CHALLENGE: Find every line in the records below that contains the word "photo" and copy each one out. Matching is case-sensitive.

EXTRACTED DATA:
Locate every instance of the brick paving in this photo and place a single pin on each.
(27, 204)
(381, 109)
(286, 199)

---

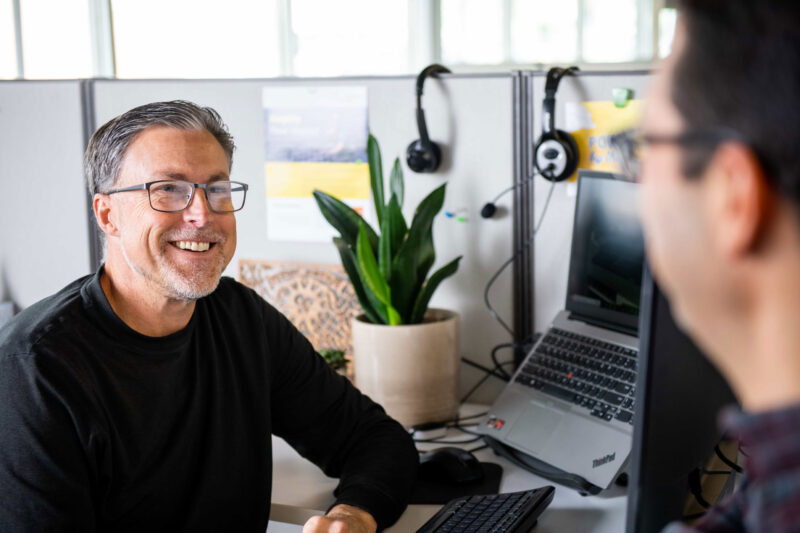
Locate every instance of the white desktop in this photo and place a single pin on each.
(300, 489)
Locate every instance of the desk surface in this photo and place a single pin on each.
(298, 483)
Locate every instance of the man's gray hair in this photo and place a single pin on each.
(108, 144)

--

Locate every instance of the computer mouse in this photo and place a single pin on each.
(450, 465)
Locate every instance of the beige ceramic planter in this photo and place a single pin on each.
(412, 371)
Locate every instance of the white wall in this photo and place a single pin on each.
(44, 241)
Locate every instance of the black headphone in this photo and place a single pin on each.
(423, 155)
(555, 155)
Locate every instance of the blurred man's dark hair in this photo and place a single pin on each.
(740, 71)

ANSWER TO THE TASK:
Locate every instance of the brick paving in this photo and place a single pin on each.
Locate every instance of the white desktop in this photo and place a single pin on each.
Locate every instance of the desk surface in this photo and place a single pin on each.
Locate every instance of the man's gray hair in this photo and place a single pin on each.
Locate every instance of the computer mouse in this photo and place a single pin on each.
Locate every instance of the beige ceramic planter in this photo and place a single pin on each.
Locate every instance of the white wall in this photo and place a single pin on each.
Locate every instance of the black headphone in this photo and place a single pin on each.
Locate every instance of the blurred man's dark hair in this photo and place a single pin on each.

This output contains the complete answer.